Work order →
Nothing outside the stretch is wanted. Repeat exactly the lines of the listing below from the one that contains "point(246, 254)" through the one that contains "point(145, 173)", both ends included.

The data →
◆ ◆ ◆ ◆ ◆ ◆ ◆
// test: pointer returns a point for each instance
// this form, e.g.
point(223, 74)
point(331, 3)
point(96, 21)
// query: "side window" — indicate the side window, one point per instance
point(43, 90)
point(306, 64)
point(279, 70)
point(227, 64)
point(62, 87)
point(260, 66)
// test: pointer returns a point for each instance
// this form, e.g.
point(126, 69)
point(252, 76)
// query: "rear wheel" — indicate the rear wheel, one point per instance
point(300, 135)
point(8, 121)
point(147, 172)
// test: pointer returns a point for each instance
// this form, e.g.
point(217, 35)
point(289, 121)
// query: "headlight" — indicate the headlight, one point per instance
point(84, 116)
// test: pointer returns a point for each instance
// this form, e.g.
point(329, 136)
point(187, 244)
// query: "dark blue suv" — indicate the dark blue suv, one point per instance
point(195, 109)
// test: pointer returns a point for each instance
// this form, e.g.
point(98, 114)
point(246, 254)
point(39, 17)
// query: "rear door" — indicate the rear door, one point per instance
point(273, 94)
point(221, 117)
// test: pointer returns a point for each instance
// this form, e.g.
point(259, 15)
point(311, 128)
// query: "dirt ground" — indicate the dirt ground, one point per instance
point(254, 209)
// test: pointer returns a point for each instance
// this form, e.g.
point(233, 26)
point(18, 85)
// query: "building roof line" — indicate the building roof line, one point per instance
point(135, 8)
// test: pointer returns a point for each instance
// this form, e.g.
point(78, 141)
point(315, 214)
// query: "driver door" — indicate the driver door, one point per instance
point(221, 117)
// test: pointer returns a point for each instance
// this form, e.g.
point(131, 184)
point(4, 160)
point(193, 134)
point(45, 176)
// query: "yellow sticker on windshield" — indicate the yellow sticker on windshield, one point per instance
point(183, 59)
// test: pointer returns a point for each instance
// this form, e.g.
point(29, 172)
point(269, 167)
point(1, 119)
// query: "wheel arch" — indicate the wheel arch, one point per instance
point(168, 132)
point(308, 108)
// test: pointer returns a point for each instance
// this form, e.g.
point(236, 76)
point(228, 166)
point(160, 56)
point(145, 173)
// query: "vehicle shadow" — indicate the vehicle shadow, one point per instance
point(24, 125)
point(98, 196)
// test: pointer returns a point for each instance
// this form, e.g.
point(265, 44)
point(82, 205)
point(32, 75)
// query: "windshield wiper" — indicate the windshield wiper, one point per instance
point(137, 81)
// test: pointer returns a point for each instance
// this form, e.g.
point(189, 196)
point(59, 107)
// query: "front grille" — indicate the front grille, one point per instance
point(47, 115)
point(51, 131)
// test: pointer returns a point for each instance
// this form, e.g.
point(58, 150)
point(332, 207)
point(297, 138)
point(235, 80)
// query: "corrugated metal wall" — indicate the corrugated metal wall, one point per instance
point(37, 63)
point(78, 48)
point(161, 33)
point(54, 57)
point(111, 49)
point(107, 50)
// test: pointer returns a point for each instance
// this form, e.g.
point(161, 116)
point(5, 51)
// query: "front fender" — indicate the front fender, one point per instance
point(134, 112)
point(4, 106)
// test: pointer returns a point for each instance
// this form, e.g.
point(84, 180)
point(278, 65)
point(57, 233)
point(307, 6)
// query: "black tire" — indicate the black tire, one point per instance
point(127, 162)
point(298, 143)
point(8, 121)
◆ ◆ ◆ ◆ ◆ ◆ ◆
Written response →
point(246, 254)
point(39, 17)
// query: "rear door" — indicate the rear door, one point per instance
point(273, 94)
point(221, 117)
// test: pointer returns a point for each instance
// this form, e.g.
point(259, 15)
point(311, 128)
// query: "dirt ground" — indicate the dirt ground, one point per instance
point(254, 209)
// test: pointer returns a point for each instance
// this form, e.g.
point(233, 26)
point(18, 85)
// query: "building roof line" — indicate the building roof line, one point per instance
point(135, 8)
// test: pointer returns a point for each instance
// this form, e.g.
point(78, 141)
point(315, 214)
// query: "driver door" — indicate the driver door, one point per instance
point(221, 117)
// test: pointer returns a point for each instance
// this form, e.g.
point(131, 184)
point(4, 160)
point(193, 134)
point(45, 176)
// query: "yellow sticker on windshield" — indicate the yellow sticker on windshield, one point per instance
point(183, 59)
// test: pointer returns a point for each instance
// this form, e.g.
point(29, 172)
point(269, 167)
point(1, 119)
// query: "wheel arch" — indicate the wheel arch, one point per instance
point(168, 132)
point(308, 108)
// test: pointer returns a point for each instance
// this form, e.g.
point(236, 76)
point(228, 166)
point(160, 56)
point(145, 173)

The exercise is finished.